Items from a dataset
## START
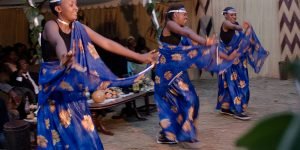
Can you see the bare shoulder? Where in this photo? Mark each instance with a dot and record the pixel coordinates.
(51, 24)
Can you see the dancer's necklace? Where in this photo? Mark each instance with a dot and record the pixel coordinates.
(63, 22)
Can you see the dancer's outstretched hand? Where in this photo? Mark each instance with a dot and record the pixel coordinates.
(149, 57)
(211, 40)
(246, 25)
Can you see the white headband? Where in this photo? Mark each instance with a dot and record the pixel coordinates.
(53, 1)
(179, 10)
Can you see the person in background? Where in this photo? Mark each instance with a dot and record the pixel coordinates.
(3, 120)
(233, 84)
(175, 96)
(71, 68)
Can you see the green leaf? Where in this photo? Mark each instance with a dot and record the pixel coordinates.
(294, 69)
(267, 134)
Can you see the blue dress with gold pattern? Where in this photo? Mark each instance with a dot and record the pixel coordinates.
(233, 84)
(64, 119)
(175, 96)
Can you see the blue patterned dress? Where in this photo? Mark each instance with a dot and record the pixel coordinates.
(175, 96)
(233, 84)
(64, 119)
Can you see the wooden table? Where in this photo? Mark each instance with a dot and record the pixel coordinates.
(95, 107)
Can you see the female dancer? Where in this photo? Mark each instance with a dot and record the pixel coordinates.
(234, 93)
(72, 66)
(175, 95)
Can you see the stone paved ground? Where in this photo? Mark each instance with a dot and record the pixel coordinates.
(217, 132)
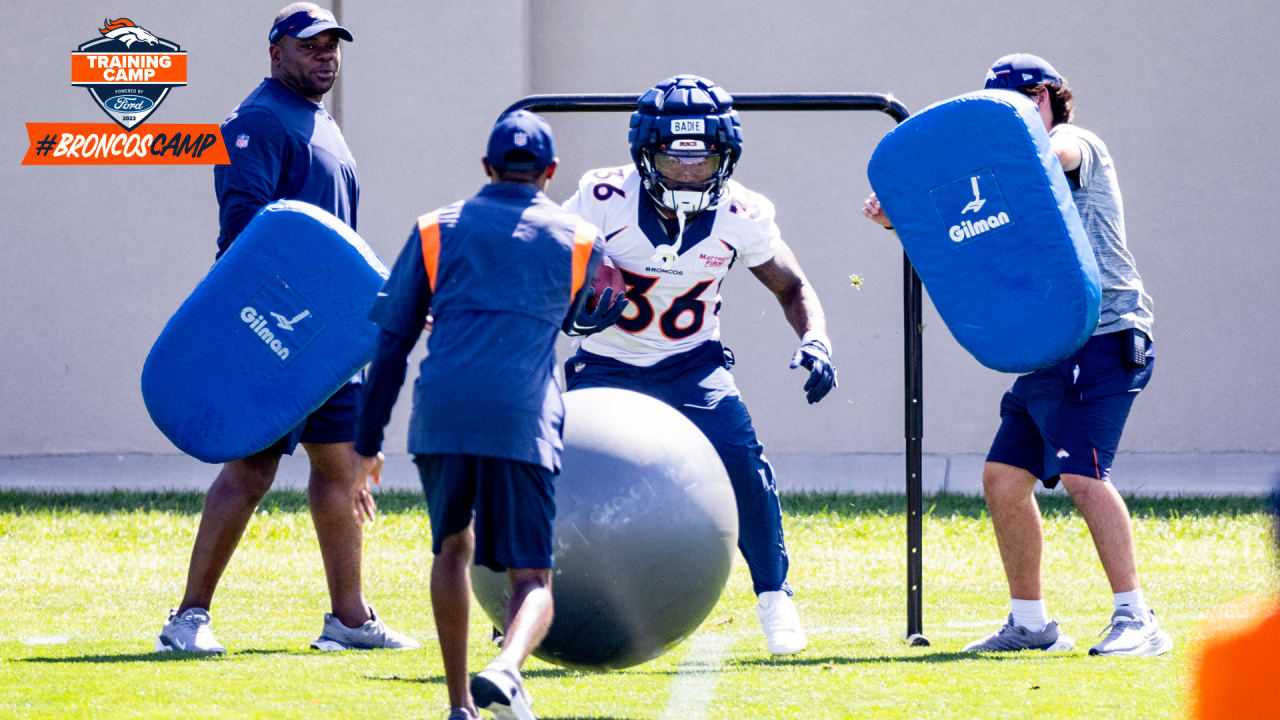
## END
Collect every line of the records above that contains the string "dancer", matching case exactly.

Exercise answer:
Can you see the dancer's necklace? Where in this photo? Mark each instance with a dot and record the pixel coordinates.
Can you see the dancer's outstretched hand? Where in this photo? Mark each instance with a dot and record the pixel coordinates.
Can you see the female dancer? Where in this photo? Mark each instance with a dot and record the pixel coordinates.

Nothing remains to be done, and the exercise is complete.